Excerpted passage

-*-*-

Cultural institutions preserving heritage in digitization era

Culture forms the backbone of each place and its people are identified by their cultural uniqueness. Some great thinkers started preserving it over the time to keep it alive even after thousands and thousands of years.

Today, each country or community has so much heritage of such great value, it is unimaginable. There is audiovisual history, artifacts, material objects, paper preserves, books and the list of items goes on. This heritage is only adding up with each passing day. Museums, libraries, galleries, cultural institutions are full of priceless content.

When it all started off, no one must have ever thought of the challenges humankind will face to take care of them and keep them alive for generations and generations to come. But slowly and gradually, these institutions started facing issues as far as the quality of these preserves was concerned. With changing times and depleting environmental conditions, it became very difficult to upkeep with the quality of each heritage. The need to secure these valuables became such a worrisome issue and needed a permanent and a highly durable solution to it.

WORLD OF DIGITIZATION AND ITS CHALLENGES

A lot of research went into it and Digitization provided the one-stop solution to all problems these institutions were facing. It brought new life to the ever-diminishing rich cultural heritage of our very existence. But it was just a start. With the onset of digitization journey, cropped up, many challenges.

-*-*-

Data lines

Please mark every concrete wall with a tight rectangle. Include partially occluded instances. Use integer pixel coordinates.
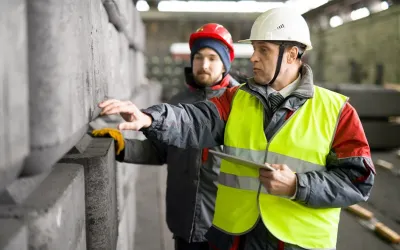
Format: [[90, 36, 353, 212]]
[[309, 5, 400, 84], [144, 5, 400, 85], [0, 0, 160, 250]]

-*-*-

Challenge 1
Write out the text on preserving cultural heritage from "Today, each country" up to and including "of priceless content.".
Challenge 2
Please extend the text on preserving cultural heritage, continuing after its final sentence.

Task output 1
Today, each country or community has so much heritage of such great value, it is unimaginable. There is audiovisual history, artifacts, material objects, paper preserves, books and the list of items goes on. This heritage is only adding up with each passing day. Museums, libraries, galleries, cultural institutions are full of priceless content.

Task output 2
What to Digitize & How to Store

Not everything could be digitized or preserved. There were various forms in which our history existed and that too in varied conditions. Selecting a thing which was possible to revive and then deciding on how to preserve it became the first and foremost task of digitization specialists. The content had to be selective, holds significance with the motive of preservation and be in a revival condition.

Another concern for the custodians of these historical assets is storing the items once a digital copy has been created. It is a speculated decision of investing resources to store old physical items, such as obsolete audio-video material, or frail paper items or let them go after they have been archived digitally.

The Copyright Issue

Another major issue which affected many digitization projects was The Copyright Issue which had to go through a lot of clearances. In such cases, there was the high risk of content being frail or sub judice. Google Books Library Project is a well-known example for when it started digitizing books of US libraries in 2002, never had they thought what lay ahead. In 2005, members of Association of American Publishers and Authors’ Guild brought proceedings of copyright infringement against Google. It was only after a long battle that in late 2013, Google’s activities were protected as fair use.

Money Matters

Cost is another major issue. Any digitization project – audio, video, or manuscript etc. – involves a huge investment in terms of technology and highly skilled manpower. A fair amount of budget needs to be allocated which depends largely on the content, in its present analog form and how will it be converted digitally. Initially, the main purpose to digitize content was to create a repository. Further commercial use was not something high on agenda. But, over the period of time, its future viability became a major deciding factor before undertaking any project.

SOME OF THE SUCCESSFUL DIGITIZATION PROJECTS

Overcoming all hindrances and obstacles, many digitization projects were undertaken and accomplished the feat.

To name a few, The Star East Asian Library at Columbia University holds a unique collection of over 200 Chinese “paper gods” which were conserved and digitized.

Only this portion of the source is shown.